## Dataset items
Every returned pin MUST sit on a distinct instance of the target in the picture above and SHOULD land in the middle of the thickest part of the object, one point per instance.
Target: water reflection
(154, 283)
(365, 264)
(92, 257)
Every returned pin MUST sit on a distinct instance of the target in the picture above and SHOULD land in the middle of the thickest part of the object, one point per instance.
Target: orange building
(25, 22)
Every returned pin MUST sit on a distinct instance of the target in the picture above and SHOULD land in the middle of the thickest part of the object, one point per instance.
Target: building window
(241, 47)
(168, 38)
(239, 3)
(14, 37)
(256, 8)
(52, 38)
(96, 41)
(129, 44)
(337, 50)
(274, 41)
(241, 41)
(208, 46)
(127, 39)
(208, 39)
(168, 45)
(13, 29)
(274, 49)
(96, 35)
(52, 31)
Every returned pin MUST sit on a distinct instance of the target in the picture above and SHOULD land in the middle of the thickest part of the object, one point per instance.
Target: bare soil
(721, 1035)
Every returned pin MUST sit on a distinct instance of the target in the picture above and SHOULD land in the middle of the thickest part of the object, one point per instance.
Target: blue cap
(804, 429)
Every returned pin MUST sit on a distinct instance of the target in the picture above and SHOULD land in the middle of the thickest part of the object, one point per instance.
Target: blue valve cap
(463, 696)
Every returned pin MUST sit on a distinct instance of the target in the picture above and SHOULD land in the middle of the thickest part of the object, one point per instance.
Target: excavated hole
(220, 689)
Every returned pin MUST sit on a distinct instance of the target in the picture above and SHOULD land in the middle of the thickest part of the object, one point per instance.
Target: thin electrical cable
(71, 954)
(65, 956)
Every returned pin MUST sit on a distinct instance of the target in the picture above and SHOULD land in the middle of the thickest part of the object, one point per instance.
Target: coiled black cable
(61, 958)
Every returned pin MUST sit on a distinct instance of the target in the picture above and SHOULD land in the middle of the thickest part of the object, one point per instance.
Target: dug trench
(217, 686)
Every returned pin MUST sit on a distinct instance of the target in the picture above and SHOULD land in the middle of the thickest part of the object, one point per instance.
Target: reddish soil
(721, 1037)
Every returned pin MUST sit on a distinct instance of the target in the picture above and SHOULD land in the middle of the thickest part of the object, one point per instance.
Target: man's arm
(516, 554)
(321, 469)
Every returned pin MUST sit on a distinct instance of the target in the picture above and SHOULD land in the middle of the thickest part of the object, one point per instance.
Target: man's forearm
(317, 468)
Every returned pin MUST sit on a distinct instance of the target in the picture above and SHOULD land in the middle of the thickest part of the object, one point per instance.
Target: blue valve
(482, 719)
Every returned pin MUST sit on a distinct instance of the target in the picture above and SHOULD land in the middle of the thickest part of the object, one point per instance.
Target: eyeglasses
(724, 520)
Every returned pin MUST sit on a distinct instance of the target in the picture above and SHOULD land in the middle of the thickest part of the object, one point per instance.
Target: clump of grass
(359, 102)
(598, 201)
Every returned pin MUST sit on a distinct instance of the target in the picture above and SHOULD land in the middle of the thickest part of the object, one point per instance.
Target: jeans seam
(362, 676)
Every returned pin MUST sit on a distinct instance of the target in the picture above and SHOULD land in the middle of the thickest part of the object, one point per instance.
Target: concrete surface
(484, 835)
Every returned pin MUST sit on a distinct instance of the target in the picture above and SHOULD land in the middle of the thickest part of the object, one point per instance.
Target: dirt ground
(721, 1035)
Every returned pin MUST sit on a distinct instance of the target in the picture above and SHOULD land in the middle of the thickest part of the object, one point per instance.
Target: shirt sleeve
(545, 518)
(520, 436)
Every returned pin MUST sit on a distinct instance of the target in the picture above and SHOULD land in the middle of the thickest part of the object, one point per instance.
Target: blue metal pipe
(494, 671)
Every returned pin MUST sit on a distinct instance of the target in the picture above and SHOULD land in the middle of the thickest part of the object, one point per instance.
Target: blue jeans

## Stated task
Report every line in the rows above that contains the word "blue".

## Task solution
Target: blue cap
Target: blue valve cap
Target: blue valve
Target: blue metal pipe
Target: blue jeans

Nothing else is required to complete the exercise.